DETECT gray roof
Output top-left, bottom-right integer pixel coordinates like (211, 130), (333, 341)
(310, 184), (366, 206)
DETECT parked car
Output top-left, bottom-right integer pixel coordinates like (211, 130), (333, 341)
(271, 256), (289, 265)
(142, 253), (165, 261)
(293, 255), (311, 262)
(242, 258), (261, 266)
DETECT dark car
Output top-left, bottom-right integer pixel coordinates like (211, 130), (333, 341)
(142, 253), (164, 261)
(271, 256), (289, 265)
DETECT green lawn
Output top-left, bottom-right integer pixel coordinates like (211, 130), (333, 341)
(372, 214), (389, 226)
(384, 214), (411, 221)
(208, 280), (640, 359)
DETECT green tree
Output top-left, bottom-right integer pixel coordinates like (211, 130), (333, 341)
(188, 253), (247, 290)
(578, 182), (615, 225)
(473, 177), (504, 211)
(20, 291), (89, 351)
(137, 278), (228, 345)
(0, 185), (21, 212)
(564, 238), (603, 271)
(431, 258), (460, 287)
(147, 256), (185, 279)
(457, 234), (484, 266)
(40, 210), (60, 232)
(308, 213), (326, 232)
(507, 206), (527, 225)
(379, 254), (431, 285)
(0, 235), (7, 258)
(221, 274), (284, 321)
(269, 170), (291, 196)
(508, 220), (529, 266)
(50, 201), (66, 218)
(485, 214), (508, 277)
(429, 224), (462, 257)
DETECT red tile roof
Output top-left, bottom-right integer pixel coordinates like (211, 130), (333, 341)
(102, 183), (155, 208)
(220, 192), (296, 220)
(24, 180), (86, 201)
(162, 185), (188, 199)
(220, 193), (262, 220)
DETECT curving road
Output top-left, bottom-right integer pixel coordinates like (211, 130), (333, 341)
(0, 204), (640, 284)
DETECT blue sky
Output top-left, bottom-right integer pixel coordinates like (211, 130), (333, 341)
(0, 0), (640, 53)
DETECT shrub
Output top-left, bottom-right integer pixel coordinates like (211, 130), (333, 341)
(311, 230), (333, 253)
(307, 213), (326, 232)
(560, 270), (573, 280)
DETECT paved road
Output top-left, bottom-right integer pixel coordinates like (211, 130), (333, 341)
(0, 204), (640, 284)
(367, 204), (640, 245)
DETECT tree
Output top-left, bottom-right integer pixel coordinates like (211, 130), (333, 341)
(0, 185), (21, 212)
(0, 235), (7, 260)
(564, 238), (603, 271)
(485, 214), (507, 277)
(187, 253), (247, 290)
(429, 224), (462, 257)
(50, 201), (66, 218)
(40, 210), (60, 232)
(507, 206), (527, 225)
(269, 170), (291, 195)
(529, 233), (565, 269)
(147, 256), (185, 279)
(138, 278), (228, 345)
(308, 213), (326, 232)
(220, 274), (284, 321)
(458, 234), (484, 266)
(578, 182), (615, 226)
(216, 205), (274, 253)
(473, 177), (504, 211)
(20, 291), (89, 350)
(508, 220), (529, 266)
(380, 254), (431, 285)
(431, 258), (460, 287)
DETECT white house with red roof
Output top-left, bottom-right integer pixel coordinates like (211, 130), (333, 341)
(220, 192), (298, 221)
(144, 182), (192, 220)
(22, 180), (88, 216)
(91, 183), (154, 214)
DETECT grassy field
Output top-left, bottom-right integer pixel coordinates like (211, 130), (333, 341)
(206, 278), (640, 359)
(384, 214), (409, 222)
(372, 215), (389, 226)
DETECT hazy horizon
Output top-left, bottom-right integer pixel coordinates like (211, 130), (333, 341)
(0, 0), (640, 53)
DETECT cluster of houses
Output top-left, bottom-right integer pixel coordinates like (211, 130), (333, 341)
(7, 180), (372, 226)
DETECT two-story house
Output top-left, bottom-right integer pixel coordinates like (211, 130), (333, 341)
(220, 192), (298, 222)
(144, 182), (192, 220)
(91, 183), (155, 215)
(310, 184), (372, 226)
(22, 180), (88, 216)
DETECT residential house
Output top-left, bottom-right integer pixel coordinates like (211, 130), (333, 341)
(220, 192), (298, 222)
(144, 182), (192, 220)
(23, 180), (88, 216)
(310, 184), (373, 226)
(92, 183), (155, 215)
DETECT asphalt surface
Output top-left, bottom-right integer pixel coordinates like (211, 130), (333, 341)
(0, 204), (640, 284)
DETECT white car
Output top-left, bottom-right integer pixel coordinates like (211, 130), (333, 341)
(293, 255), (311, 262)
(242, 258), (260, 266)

= = = = = = =

DIRECTION –
Copy each line in the rows above that contains the word "white". Case matters, so only lines with a case-sensitive match qualify.

RESULT OF THE TASK –
DETECT white house with red roof
DETECT white car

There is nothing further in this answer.